PROVIDED PASSAGE:
=== Begin Enclosure ===

Construction of an irreversible allergic rhinitis-induced olfactory loss mouse model

Highlights

• Constructed a persistent allergic rhinitis-induced olfactory loss mouse model.

• CD45⁺ Leukocytes accumulation may contribute to irreversible ORNs loss.

• Apoptotic neutrophils is positively correlated with olfactory loss.

Abstract

Clinical data show that part of patients with sinonasal diseases suffered from olfactory dysfunction, especially with allergic rhinitis (AR) and chronic rhinosinusitis (CRS). However, the mechanisms responsible for AR-induced olfactory loss are still largely unknown. Because of the difficulty to obtain human olfactory mucosa, an AR-induced olfactory loss animal model needs to be constructed to clarify the mechanism. The AR mouse model was induced by intraperitoneal sensitizing with ovalbumin (OVA) followed by intranasal challenge lasted from 1 to 12 weeks. For groups with recovery, mice were housed for another 4-week long without any treatment after the last intranasal challenge. Olfactory function, olfactory receptor neurons (ORNs) density and leukocytes infiltration were examined at different time points. Olfactory loss occurs immediately after 1-week intranasal challenge and deteriorates almost to anosmia after 8th week, and after that olfactory loss become irreversible. Nasal inflammation induces significant infiltration of leukocytes into olfactory epithelium (OE), which negatively correlated with the density of ORNs and mouse olfaction in a time dependent manner. The neutrophilic subtype dominates in number amongst the total infiltrated leukocytes, indicating its pivotal role in nasal inflammation-induced olfactory dysfunction. In this study, we constructed a persistent AR-induced olfactory loss mouse model, losing the ability to recover from dysfunction if the disease duration more than eight weeks, which implies that timely treatments are necessary. Meanwhile, this mouse model could provide an easy and reliable system to clarify the mechanisms of AR-induced irreversible olfactory dysfunction.

Introduction

Olfaction is an ancient and critical system in the evolution which plays important roles in safety, nutrition, sexuality, mood, etc [1]. Olfactory dysfunction impairs the ability to discriminate flavors, detect harmful odors from the environment, and decreases the quality of life [2,3]. Recent researches show the prevalence of olfactory dysfunction is 3–20% in the general population [4], which may be underestimated due to the lack of attention (as compared to blindness and deafness). Risks of olfactory dysfunction include age, chronic sinonasal diseases, upper airway infections, severe head trauma and neurodegenerative diseases [5]. Chronic sinonasal diseases, especially allergic rhinitis (AR) and chronic rhinosinusitis (CRS) account for the main causes of olfactory dysfunction [6]. Morbidity of olfactory dysfunction in AR patients ranges from 20% to 40%, with a mild-to-moderate severity [7], which increases to 61%–83% in CRS patients. Nowadays AR-induced olfactory loss has attracted much attention, while the mechanisms responsible for AR-induced olfactory loss are still largely unknown and need further investigation.

=== End Enclosure ===

SOURCE DATA:
=== Begin Enclosure ===

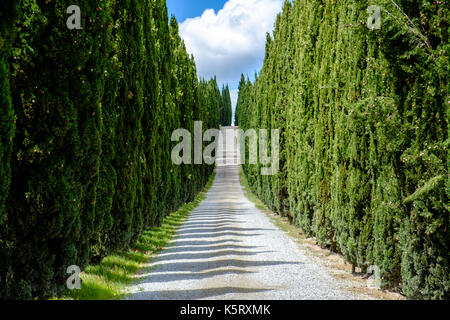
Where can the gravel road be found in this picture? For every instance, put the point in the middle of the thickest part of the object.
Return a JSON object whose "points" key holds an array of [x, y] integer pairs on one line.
{"points": [[228, 249]]}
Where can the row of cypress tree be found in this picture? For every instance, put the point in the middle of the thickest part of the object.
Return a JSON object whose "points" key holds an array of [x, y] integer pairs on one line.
{"points": [[363, 115], [85, 137]]}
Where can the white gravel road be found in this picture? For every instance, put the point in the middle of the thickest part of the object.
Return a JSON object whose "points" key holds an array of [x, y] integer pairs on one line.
{"points": [[228, 249]]}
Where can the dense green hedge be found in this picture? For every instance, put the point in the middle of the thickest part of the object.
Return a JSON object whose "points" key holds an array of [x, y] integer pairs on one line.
{"points": [[364, 134], [90, 155]]}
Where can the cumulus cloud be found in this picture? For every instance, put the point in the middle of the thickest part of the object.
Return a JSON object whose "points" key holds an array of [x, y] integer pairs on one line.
{"points": [[232, 41]]}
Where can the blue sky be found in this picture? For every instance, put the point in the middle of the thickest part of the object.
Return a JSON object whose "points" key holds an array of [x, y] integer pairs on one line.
{"points": [[183, 9], [226, 37]]}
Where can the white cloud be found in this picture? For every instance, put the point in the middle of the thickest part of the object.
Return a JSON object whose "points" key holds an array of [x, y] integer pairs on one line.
{"points": [[232, 41]]}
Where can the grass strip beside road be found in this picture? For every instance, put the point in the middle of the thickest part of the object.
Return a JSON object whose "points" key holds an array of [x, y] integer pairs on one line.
{"points": [[108, 279]]}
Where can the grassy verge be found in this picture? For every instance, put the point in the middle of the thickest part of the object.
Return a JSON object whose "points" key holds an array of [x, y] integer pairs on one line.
{"points": [[107, 280]]}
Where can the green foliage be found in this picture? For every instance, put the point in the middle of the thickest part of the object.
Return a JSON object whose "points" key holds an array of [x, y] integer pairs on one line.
{"points": [[95, 108], [363, 116]]}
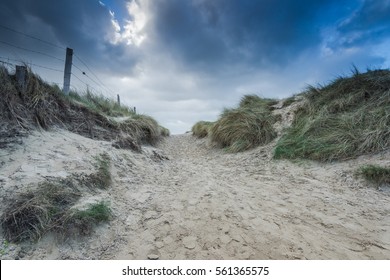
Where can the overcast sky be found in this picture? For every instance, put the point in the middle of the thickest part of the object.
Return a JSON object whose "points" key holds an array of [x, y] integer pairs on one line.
{"points": [[182, 61]]}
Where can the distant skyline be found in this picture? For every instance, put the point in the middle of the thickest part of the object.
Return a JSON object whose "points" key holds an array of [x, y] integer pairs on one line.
{"points": [[182, 61]]}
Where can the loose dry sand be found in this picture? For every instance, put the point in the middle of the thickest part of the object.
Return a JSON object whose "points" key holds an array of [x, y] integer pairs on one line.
{"points": [[203, 203]]}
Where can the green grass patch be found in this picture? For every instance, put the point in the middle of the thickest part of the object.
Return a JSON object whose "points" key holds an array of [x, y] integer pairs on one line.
{"points": [[100, 104], [91, 115], [101, 178], [201, 129], [342, 120], [30, 215], [245, 127], [376, 174]]}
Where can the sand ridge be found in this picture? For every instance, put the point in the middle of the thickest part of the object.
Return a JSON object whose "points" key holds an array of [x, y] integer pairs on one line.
{"points": [[187, 200]]}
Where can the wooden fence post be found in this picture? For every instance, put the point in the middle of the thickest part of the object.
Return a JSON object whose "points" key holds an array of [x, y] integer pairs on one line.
{"points": [[21, 77], [67, 70]]}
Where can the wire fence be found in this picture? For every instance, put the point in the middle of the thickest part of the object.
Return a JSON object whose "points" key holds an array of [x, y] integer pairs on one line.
{"points": [[12, 54]]}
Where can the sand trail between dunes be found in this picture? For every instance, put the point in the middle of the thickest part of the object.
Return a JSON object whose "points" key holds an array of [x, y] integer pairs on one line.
{"points": [[204, 203]]}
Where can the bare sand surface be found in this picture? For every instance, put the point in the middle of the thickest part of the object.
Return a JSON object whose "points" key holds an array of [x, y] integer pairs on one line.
{"points": [[187, 200]]}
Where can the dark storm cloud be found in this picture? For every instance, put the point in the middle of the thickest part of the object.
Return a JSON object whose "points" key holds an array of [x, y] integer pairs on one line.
{"points": [[369, 24], [82, 25], [259, 32]]}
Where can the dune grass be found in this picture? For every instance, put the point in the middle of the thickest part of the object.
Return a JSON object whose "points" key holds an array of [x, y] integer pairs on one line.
{"points": [[88, 114], [83, 221], [376, 174], [101, 178], [245, 127], [33, 213], [100, 104], [342, 120], [201, 129]]}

=== End Enclosure ===

EXERCISE TASKS:
1. In the mouse model study, after which week of intranasal challenge does the mice's olfactory loss become irreversible?
2. Using the mouse model study, explain why the researchers needed to build an animal model of olfactory loss caused by allergic rhinitis.

RESPONSES IN ORDER:
1. After the 8th week.

2. Human olfactory mucosa is difficult to obtain. So an animal model was needed to clarify how allergic rhinitis causes olfactory loss.